> _MATERIALS PROVIDED_:
★ ★ ★ ★ ★ ★ ★

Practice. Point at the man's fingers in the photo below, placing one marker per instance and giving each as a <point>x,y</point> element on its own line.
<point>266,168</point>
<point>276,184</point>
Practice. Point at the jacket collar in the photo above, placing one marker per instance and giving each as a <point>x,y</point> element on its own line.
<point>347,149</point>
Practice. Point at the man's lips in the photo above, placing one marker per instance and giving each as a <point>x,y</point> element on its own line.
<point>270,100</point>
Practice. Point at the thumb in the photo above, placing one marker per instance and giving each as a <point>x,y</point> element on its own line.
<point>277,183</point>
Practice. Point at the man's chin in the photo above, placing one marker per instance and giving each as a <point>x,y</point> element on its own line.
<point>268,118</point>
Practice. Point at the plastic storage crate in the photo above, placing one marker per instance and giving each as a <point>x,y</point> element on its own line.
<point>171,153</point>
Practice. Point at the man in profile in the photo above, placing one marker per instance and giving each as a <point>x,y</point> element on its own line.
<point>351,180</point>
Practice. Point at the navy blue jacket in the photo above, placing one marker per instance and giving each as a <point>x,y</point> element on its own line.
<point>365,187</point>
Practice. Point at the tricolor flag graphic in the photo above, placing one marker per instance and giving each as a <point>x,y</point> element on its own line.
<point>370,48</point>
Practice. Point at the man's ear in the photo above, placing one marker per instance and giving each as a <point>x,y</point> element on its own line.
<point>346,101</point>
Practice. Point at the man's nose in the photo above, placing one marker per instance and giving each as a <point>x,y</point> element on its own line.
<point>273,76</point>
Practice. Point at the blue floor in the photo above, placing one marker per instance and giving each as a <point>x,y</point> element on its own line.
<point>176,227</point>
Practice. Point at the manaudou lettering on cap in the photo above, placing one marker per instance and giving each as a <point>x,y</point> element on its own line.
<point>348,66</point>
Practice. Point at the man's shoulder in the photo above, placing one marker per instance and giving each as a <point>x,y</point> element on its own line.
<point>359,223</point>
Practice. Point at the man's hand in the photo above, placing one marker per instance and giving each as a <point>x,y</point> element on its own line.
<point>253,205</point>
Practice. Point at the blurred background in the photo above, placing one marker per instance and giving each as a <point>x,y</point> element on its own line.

★ ★ ★ ★ ★ ★ ★

> _EXERCISE_:
Rewrite all of the items above with "Practice" swapped for "Drill", leaving everything else unchanged.

> _RESULT OF THIS EXERCISE_:
Drill. Point at the man's fingers in the photo below, placing one marker per instance and giving each as a <point>x,y</point> element on its own line.
<point>266,168</point>
<point>276,184</point>
Drill. Point at the jacket collar in the photo above, placing one marker per instance and giving each as a <point>x,y</point> element on its own line.
<point>347,149</point>
Drill. Point at the man's lips in the photo above, placing one marker per instance and giving each as a <point>x,y</point> element on its own line.
<point>270,100</point>
Drill. Point at the thumb in the photo above, placing one marker per instance and giving each as a <point>x,y</point> element on its own line.
<point>277,183</point>
Drill. Point at the man's chin in the photo above, placing one marker per instance and giving each as a <point>x,y</point> element on its own line.
<point>268,118</point>
Drill. Point at the plastic storage crate in the photo above, placing one marker per instance and giving each as a <point>x,y</point> element on its own line.
<point>171,153</point>
Drill. Point at the man in profile in the photo above, placing one marker per instance and giving each as a <point>x,y</point> element on its own line.
<point>351,180</point>
Drill. Point at the navy blue jacket in the photo above, placing one marker per instance and giving each as a <point>x,y</point> element on its own line.
<point>365,187</point>
Drill. Point at the tricolor flag graphic in the photo above, placing one marker per instance and giving each as a <point>x,y</point> element on its own line.
<point>370,48</point>
Drill. Point at the man's ear in the photo above, placing one marker per instance and giving each as a <point>x,y</point> element on its own line.
<point>346,101</point>
Drill. Point at the man's nose in the photo above, placing one marker per instance and giving each as a <point>x,y</point> element on its own line.
<point>273,76</point>
Drill. Point at the blue floor in the photo above, placing one marker per instance and giving each as a <point>x,y</point> element on its own line.
<point>176,227</point>
Drill. Point at the manaudou lettering on cap in the photo above, placing one marker per instance and giving each as a <point>x,y</point> element on its own line.
<point>348,66</point>
Drill. Point at the man's shoulder in the photo above, placing one marker per instance and giving each as a <point>x,y</point> element on its own line.
<point>359,223</point>
Drill. Point at the man's hand in the photo above, placing one marker per instance and giving each as a <point>x,y</point> element on its own line.
<point>253,205</point>
Drill. Point at the blurred background in the photo above, placing one marker per instance and giving each as a <point>x,y</point> element on its own line.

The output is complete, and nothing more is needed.